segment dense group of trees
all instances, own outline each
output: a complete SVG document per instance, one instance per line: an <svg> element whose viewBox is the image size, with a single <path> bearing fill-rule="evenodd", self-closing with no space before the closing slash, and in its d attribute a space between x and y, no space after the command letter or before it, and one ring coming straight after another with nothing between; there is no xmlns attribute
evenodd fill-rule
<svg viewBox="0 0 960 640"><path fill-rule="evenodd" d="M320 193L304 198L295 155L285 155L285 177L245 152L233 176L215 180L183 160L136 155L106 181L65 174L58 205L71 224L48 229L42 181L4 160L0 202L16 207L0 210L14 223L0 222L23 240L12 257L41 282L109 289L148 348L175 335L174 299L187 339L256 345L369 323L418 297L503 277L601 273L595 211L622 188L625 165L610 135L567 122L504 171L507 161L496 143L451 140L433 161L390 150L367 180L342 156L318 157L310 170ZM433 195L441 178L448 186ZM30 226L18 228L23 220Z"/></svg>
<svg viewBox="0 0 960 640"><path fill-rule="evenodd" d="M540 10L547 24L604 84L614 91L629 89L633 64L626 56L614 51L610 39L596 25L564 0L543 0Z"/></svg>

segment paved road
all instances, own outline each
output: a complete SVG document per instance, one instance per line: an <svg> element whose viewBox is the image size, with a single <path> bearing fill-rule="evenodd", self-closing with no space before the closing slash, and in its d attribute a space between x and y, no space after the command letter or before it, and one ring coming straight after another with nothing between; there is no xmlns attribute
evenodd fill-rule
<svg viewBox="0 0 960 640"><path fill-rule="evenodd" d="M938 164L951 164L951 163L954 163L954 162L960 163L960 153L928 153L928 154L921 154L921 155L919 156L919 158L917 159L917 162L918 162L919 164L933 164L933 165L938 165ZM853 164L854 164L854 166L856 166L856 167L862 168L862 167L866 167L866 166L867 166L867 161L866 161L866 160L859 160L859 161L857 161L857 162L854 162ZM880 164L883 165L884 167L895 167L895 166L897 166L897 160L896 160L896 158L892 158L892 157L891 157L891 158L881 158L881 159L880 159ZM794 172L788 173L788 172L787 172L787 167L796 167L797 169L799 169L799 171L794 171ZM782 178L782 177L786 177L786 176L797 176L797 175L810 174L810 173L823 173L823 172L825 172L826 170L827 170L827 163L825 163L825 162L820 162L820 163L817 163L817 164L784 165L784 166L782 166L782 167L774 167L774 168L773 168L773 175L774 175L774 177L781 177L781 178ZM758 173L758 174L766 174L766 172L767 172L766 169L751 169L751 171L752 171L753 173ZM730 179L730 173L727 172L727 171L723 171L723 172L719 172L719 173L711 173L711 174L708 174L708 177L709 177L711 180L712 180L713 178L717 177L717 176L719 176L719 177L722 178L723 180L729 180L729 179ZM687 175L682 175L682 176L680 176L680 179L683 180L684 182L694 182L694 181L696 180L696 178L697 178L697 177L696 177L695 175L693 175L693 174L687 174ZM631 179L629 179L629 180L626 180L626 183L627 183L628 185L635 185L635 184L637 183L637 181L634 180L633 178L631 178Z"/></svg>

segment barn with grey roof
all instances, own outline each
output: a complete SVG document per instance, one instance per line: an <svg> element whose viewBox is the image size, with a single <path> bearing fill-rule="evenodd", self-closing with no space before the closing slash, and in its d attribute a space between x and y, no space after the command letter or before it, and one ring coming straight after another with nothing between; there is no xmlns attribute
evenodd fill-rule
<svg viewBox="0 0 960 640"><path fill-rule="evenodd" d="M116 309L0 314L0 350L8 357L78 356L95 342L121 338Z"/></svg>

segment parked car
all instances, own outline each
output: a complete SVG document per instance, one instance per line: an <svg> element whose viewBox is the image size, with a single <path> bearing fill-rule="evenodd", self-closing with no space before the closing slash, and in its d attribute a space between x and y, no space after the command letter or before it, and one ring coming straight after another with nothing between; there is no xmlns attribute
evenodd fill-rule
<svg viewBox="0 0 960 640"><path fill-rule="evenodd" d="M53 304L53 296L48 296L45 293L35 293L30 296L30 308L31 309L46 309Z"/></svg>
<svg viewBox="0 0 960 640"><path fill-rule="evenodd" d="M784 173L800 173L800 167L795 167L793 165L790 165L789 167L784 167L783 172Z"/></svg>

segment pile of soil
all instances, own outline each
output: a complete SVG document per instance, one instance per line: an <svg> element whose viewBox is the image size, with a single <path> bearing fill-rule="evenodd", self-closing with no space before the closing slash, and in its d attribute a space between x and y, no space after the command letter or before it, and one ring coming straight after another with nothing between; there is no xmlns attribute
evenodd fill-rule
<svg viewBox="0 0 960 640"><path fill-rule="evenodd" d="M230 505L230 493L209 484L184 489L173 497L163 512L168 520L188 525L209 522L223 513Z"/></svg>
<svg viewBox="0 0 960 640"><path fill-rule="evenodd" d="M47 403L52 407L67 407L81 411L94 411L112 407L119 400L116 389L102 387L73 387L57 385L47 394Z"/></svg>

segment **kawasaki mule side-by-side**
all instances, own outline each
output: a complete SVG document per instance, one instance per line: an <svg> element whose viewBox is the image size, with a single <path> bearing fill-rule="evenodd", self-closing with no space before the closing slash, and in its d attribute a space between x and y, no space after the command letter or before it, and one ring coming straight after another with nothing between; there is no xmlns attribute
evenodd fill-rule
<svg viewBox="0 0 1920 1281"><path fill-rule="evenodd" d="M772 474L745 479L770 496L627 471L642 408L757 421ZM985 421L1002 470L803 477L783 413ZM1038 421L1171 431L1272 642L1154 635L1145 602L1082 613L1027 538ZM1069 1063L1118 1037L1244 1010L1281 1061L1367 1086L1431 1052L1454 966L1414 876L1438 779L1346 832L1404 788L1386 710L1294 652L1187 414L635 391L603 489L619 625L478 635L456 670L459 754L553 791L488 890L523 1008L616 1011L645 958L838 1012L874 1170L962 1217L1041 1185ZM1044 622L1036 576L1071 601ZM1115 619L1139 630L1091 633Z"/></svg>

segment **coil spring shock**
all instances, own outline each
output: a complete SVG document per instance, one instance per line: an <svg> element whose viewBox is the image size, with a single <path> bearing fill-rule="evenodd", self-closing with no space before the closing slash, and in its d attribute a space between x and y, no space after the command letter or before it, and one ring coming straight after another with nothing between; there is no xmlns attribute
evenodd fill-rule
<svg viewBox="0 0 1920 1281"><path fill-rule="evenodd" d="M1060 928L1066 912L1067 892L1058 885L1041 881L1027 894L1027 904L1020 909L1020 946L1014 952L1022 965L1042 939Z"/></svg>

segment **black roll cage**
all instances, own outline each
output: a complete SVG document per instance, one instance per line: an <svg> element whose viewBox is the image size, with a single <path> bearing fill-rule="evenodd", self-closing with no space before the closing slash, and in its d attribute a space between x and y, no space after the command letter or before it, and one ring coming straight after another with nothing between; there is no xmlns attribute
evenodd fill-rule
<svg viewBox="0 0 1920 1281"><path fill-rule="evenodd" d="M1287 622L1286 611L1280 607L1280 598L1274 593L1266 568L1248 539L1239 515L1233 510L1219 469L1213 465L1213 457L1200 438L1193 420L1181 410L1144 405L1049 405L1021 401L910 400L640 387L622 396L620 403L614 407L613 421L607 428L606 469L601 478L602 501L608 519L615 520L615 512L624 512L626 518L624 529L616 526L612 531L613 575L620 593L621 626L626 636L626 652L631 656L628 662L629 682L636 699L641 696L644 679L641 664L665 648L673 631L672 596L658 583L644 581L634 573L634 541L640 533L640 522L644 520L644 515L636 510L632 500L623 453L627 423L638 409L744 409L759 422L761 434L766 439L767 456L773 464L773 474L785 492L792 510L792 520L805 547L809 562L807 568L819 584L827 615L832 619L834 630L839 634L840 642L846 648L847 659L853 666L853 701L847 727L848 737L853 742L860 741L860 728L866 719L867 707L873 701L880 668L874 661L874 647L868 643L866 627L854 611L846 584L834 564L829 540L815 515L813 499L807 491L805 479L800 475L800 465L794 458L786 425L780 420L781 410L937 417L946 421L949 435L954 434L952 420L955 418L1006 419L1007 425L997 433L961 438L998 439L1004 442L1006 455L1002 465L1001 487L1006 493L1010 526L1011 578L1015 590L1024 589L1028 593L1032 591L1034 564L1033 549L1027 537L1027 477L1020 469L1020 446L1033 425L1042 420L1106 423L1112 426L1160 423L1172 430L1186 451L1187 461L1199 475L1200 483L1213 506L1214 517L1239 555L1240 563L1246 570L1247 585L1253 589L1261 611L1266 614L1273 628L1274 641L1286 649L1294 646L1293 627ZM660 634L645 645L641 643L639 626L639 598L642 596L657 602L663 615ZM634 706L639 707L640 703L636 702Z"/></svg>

* [Task prompt] Lines holding "segment" in the data above: copy each of them.

* [Answer space]
segment dense group of trees
segment paved road
segment barn with grey roof
segment parked car
segment pile of soil
segment **kawasaki mule side-by-side**
segment **coil spring shock**
segment **black roll cage**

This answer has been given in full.